**Goal of the exercise:**
Each entry should be set down exactly as written, except for any picture it holds.
Provided records Start Marker
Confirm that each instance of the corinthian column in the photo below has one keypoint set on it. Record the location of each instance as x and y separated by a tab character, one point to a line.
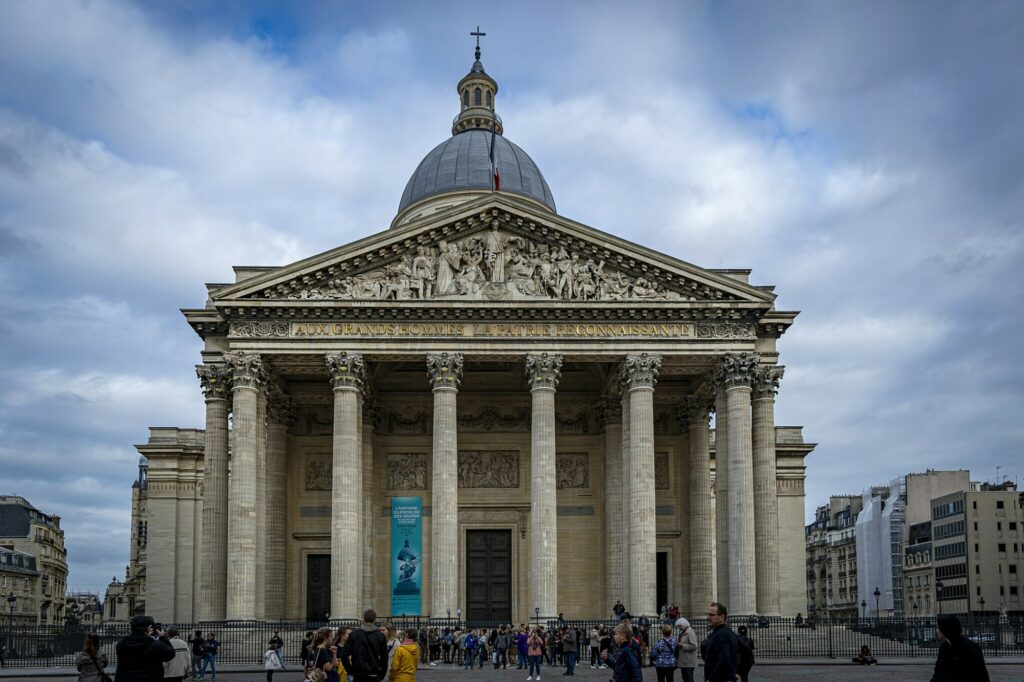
281	414
347	536
696	412
369	417
216	382
765	489
444	371
735	374
639	377
543	371
248	379
721	497
611	418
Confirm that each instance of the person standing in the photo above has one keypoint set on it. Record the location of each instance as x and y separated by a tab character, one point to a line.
175	670
368	650
663	655
958	658
90	663
744	653
721	658
686	648
407	655
142	653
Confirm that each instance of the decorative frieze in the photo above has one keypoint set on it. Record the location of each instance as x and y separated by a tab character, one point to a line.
544	370
346	370
640	371
572	471
488	468
444	370
215	381
407	471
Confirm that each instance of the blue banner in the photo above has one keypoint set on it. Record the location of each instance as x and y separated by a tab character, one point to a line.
407	552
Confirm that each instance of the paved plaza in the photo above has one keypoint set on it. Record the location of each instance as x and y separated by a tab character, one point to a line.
916	672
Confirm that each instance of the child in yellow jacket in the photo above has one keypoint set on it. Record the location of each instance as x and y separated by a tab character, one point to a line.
407	656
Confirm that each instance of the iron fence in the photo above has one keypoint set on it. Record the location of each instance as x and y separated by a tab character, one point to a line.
775	638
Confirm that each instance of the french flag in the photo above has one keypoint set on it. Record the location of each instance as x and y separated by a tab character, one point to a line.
496	175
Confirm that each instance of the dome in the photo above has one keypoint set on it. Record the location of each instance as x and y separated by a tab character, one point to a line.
463	162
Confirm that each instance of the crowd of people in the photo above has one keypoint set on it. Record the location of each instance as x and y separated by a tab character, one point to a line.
373	652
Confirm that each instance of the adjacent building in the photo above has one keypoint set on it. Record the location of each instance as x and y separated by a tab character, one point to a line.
35	534
977	539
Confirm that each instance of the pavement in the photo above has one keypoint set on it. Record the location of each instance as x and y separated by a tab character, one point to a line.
894	671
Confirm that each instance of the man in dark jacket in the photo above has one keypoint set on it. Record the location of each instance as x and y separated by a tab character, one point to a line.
142	653
960	658
368	651
722	650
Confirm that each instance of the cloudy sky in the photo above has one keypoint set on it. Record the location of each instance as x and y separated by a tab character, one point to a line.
865	158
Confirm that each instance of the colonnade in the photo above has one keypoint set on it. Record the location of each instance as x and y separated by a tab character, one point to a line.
245	516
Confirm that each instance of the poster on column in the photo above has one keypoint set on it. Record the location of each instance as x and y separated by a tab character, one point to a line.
407	550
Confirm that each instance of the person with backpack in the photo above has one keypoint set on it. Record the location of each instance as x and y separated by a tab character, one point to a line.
744	652
663	655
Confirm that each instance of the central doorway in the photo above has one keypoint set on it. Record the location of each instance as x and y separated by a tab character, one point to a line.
488	576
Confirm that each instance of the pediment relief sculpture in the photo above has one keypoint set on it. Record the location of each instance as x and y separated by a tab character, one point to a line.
492	264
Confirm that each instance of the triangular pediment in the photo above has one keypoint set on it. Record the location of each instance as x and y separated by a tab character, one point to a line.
494	249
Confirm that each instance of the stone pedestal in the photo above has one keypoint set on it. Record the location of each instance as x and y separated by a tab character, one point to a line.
347	536
639	376
213	567
248	380
766	489
543	372
696	415
444	371
611	420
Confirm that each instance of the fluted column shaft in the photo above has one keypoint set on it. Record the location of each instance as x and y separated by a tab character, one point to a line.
543	372
611	418
639	376
213	567
722	499
444	371
735	375
248	380
368	502
765	491
699	507
280	416
346	372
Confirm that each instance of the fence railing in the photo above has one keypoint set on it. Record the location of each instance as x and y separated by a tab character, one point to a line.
775	638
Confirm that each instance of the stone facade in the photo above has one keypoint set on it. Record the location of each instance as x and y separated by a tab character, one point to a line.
523	375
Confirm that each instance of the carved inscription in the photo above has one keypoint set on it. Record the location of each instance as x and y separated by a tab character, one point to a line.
572	470
488	468
407	471
317	472
662	479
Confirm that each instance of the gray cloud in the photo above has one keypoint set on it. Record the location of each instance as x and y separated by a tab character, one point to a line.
863	158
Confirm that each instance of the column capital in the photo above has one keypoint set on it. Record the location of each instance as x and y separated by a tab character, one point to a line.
766	379
543	370
215	381
280	409
736	370
695	410
247	369
346	370
609	411
444	371
640	371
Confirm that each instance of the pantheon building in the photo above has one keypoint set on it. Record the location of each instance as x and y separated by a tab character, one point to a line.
539	393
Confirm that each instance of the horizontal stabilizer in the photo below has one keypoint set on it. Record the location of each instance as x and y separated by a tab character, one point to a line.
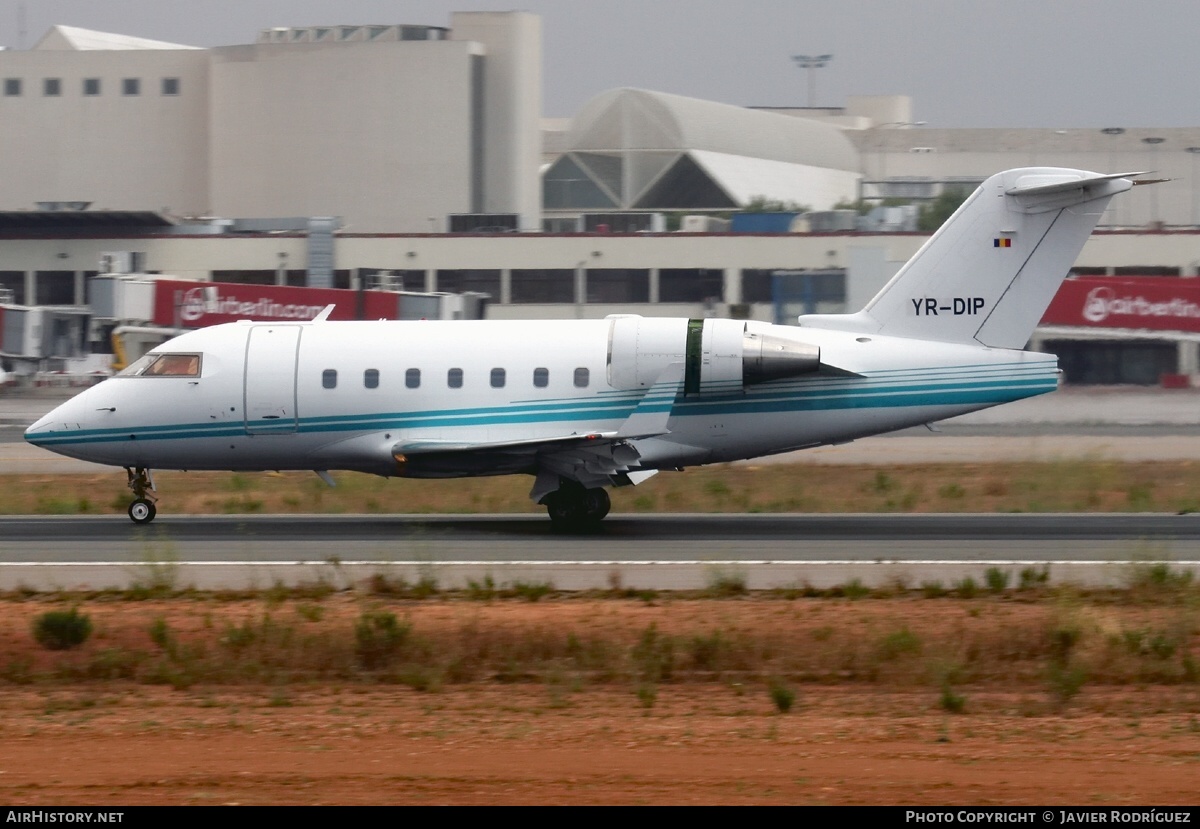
989	272
1044	184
Provided records End Marker
**Task response:**
Confirm that each instance of the corinthian column in the photo below has one keypoint set on it. Record the location of each instance as x and y separated by a tab character, one point to a line.
281	414
347	536
696	412
369	417
216	382
765	489
444	371
735	374
639	377
543	371
248	379
721	497
611	418
Confirm that each instance of the person standing in the photo above has one keypoint set on it. Record the location of each instance as x and y separated by a tab character, one point to a line.
175	670
368	650
663	655
958	658
90	663
744	653
721	658
686	648
407	655
142	653
Confirm that each instance of the decorative frieze in the photo above has one keypoint set on it. Record the location of each instance as x and y separated by a tab character, one point to a line.
544	370
346	370
640	371
572	471
488	468
444	370
215	381
407	471
Confirm that each instance of the blue banner in the photo above has one keypoint set on it. Record the location of each instance as x and y separated by a tab character, one point to a line.
407	552
Confirm that each instance of the paved plaza in the photo above has one keypoint set on it. Record the location of each instance as x and y separated by a tab character, one point to a line.
916	672
Confirm that each instance of the child in yellow jacket in the photo above has one keypoint set on it. Record the location of each instance as x and y separated by a tab character, one point to a line.
407	656
Confirm that each instance of the iron fence in the photo above has one keypoint set on it. Record the location of each instance as x and y separated by a tab character, one point to a line.
775	638
Confirm that each instance of the french flag in the photo above has one keypoint set on it. Record the location of each instance as x and y separated by a tab character, one point to a line.
496	175
Confirm that each instance of the dome in the photo above has one keypoint set on it. Record the location of each instance as x and y separated by a tab character, one point to a line.
463	162
Confirm that each instance of the crowd of people in the photo above has one keypoint set on it. Record the location of each instance as x and y separated by a tab character, one point to a line.
373	652
Confirm that each instance of the adjacent building in the photo above has one keypoint set on it. Record the location of each instance as x and y separated by a tab character, one point to a line.
35	534
977	539
Confirm that each instance of the pavement in the photo above has one keypoint set on it. Record the location of each instance as x and y separated by a tab character, one point to a line.
894	671
Confirm that each instance of the man in dark jacket in the photo above has one keypoint set on it. Record the location of each instance as x and y separated by a tab character, one point to a line.
142	653
960	658
368	651
722	650
Confirm that each instance of the cloudy sky in the photo above has one keypoint set on it. Record the location of each instance as x and y separated by a tab character, one point to a line.
865	158
Confirm that each instance of the colonnade in the photo above has one keypoint set on it. Record the location of each instance as x and y separated by a tab character, one point to a line.
245	516
Confirm that each instance of the poster on column in the photo above has one keypoint set on it. Record the location of each instance as x and y separated by a tab character, one point to a line.
407	550
Confirm that each instance of the person with backpack in the photo above has one keypoint set on it. Record the location of each instance as x and y separated by a tab character, one point to a line.
744	652
663	655
Confirm that each instance of the central doorway in the photo above has one keypoint set on it. Record the location of each instance as x and y separated by a tab character, one point to a line.
488	576
Confirm that each instance of the pediment relief sculpture in the photo above has one keypoint set on it. Record the location of each instance as x and y separated by a tab character, one point to a line.
492	264
Confirm that each instance of the triangular pediment in the photo above has one keypoint set on it. Record the location of each instance as x and y separated by a tab character, one point to a line.
494	249
Confirm that each instance of the stone pedestal in the photo above has one keypoint set on it. Record the location of each instance as x and y separated by a tab character, one point to a line.
347	536
639	376
213	567
248	380
766	489
543	372
696	415
444	371
611	420
Confirm that each instance of the fluted column shaft in the photo above has one keypoint set on it. Record the location of each instance as x and y separated by a tab character, one point to a line.
543	372
611	418
639	376
213	567
722	499
444	371
735	375
248	380
368	502
765	491
699	507
280	416
346	372
Confirm that each instance of the fence railing in the photo above has one keypoint set on it. Record the location of each instance as x and y separated by a tab character, one point to a line.
775	638
Confirm that each instance of the stone facade in the photo above has one keypoint set on it. Record the location of each instance as x and y separated by a tab character, one point to a line.
523	375
Confirm that each instance of the carved inscription in the photo above has one keypoint set on it. Record the location of each instance as x and y separated by a tab character, one point to a line.
572	470
488	468
407	471
317	472
662	479
Confirm that each instance of the gray cloud in the photo above has one keypoint set on it. Record the location of each instance as x and y separated by a tab character, one point to a line.
863	158
Confirm that each instance of the column capital in the photo above has one keypoint set on it. Record the location of each instance as x and y separated by a tab character, one point to a line.
766	379
543	370
215	381
280	409
736	370
695	410
247	369
346	370
609	411
444	371
640	371
Confirm that each instance of the pantheon building in the photo above has one keypoint set on it. Record the location of each instance as x and y separated by a tab character, one point to a line.
539	393
Confirm that each instance of the horizontal stabilizer in the photo below has one keypoint set on it. Record the location of each instance as x and y separated by a tab character, one point to a line.
989	272
1044	184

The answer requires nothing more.